>>>
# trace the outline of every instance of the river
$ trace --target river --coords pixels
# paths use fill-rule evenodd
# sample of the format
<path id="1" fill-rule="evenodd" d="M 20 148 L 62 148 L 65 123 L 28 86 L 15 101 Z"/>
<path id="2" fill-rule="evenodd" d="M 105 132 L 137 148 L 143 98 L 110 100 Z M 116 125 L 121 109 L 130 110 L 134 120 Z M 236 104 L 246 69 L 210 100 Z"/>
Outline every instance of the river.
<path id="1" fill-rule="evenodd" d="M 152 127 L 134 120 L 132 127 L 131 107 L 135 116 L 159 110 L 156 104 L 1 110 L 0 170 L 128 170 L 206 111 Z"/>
<<<
*Problem:*
Put the lines above into a JSON list of strings, one string per line, leaving out any blank lines. Include every row.

*Exercise solution:*
[
  "# trace the outline of every instance of the river",
  "$ trace --target river --coords pixels",
  "# paths use fill-rule evenodd",
  "# sample of the format",
  "<path id=\"1\" fill-rule=\"evenodd\" d=\"M 20 148 L 62 148 L 65 123 L 28 86 L 15 101 Z\"/>",
  "<path id=\"2\" fill-rule=\"evenodd\" d=\"M 105 132 L 137 148 L 143 98 L 110 100 Z M 116 125 L 121 109 L 130 110 L 134 120 Z M 236 104 L 246 69 L 210 100 Z\"/>",
  "Outline every instance of the river.",
  "<path id=\"1\" fill-rule=\"evenodd\" d=\"M 152 127 L 134 120 L 132 127 L 131 107 L 135 116 L 159 110 L 156 104 L 1 110 L 0 170 L 128 170 L 206 111 Z\"/>"
]